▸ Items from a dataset
····················

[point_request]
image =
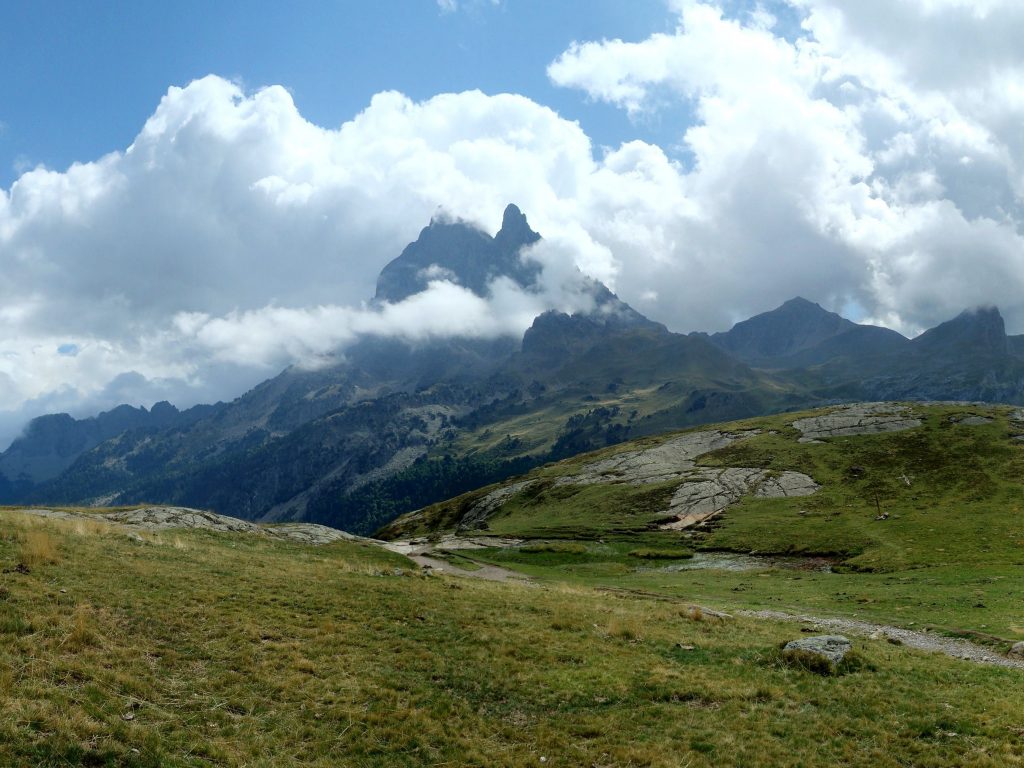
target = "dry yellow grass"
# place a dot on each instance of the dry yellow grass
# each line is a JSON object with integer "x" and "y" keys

····················

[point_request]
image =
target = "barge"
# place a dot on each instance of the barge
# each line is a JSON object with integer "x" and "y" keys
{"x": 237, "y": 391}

····················

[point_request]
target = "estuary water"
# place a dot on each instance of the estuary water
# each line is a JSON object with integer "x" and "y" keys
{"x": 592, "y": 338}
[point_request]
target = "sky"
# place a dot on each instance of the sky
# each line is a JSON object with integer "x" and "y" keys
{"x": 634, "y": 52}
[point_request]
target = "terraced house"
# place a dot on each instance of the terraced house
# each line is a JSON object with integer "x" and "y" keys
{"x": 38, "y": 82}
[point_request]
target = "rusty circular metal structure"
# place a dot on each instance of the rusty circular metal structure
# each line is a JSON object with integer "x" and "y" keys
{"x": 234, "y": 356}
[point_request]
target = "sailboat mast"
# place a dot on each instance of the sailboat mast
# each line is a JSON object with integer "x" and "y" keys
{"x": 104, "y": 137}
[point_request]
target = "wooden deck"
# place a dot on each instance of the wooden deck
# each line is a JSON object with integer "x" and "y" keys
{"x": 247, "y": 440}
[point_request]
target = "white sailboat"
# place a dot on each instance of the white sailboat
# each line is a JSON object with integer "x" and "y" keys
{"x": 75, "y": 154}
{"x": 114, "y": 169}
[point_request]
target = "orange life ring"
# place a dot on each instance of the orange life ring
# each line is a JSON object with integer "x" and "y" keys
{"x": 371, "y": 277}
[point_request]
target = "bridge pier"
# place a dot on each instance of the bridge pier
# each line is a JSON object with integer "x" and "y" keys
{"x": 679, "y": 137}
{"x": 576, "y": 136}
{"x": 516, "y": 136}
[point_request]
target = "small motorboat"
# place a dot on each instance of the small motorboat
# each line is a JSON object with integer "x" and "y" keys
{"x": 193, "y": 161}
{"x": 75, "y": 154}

····················

▸ Directions
Return each line from the records that includes the word "circular".

▸ Final answer
target = "rusty circular metal structure"
# place a dot on each instance of the rusty circular metal structure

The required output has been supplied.